Aim of the task » Whatever the records say, give every one of them again exactly.

Entries taken from a collection
━━━━━━━━━━━━━━━━━━━━
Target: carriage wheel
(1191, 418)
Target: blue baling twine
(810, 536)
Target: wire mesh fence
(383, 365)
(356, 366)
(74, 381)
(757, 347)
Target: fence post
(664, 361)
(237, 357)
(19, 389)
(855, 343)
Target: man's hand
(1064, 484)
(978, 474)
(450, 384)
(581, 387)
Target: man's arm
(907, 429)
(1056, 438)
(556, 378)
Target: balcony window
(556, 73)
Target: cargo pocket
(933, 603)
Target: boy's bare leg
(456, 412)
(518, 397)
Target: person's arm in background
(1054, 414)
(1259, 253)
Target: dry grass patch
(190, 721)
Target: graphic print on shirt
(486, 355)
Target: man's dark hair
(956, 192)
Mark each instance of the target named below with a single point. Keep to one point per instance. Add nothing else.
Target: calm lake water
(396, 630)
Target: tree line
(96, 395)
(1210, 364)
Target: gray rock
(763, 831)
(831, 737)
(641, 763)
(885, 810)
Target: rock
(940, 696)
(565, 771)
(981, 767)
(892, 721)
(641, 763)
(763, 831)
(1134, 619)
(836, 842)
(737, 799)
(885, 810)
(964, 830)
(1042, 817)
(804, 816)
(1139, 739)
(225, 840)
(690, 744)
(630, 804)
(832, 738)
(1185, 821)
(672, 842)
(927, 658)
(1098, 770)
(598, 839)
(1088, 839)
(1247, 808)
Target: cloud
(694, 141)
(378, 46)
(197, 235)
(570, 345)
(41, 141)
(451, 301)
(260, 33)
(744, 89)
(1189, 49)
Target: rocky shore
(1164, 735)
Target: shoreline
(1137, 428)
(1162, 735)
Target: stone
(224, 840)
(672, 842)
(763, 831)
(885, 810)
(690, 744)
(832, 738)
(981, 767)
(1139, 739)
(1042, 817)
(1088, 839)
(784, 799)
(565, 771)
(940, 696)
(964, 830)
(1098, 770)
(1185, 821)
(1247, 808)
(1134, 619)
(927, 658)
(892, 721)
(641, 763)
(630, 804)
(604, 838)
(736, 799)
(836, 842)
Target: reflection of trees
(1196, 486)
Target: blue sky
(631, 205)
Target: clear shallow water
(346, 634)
━━━━━━━━━━━━━━━━━━━━
Output of the task »
Target: carriage wheel
(1191, 418)
Target: blue baling twine
(810, 536)
Target: wire mesh fence
(383, 365)
(356, 366)
(74, 381)
(757, 347)
Target: fence post
(664, 361)
(237, 357)
(19, 389)
(855, 343)
Target: man's hand
(1064, 484)
(978, 474)
(450, 384)
(581, 387)
Target: man's arm
(907, 429)
(1056, 438)
(556, 378)
Target: balcony window
(556, 73)
Target: cargo pocket
(933, 603)
Target: boy's bare leg
(456, 412)
(518, 397)
Target: person's arm in background
(1054, 414)
(1259, 253)
Target: dry grass patch
(190, 721)
Target: graphic print on shirt
(486, 355)
Target: man's dark hair
(956, 192)
Mark each instance of the target named below with a single point. Keep to one point per instance. Add nothing else.
Target: calm lake water
(396, 630)
Target: tree line
(96, 395)
(1210, 364)
Target: gray rock
(763, 831)
(831, 737)
(641, 763)
(885, 810)
Target: rock
(940, 696)
(565, 771)
(981, 767)
(892, 721)
(641, 763)
(763, 831)
(1134, 619)
(836, 842)
(737, 799)
(885, 810)
(964, 830)
(1042, 817)
(804, 816)
(1139, 739)
(225, 840)
(690, 744)
(630, 804)
(832, 738)
(1185, 821)
(672, 842)
(927, 658)
(1098, 770)
(598, 839)
(1088, 839)
(1247, 808)
Target: cloud
(694, 141)
(378, 46)
(197, 235)
(570, 345)
(41, 141)
(451, 301)
(260, 33)
(744, 89)
(1189, 49)
Target: rocky shore
(1164, 735)
Target: shoreline
(1137, 428)
(1162, 735)
Target: stone
(224, 840)
(672, 842)
(763, 831)
(885, 810)
(690, 744)
(832, 738)
(981, 767)
(1139, 739)
(1042, 817)
(1088, 839)
(784, 799)
(565, 771)
(940, 696)
(964, 830)
(1098, 770)
(1185, 821)
(1247, 808)
(1134, 619)
(927, 658)
(892, 721)
(641, 763)
(630, 804)
(604, 838)
(736, 799)
(836, 842)
Target: reflection of trees
(1196, 486)
Target: blue sky
(631, 205)
Target: clear shallow water
(346, 634)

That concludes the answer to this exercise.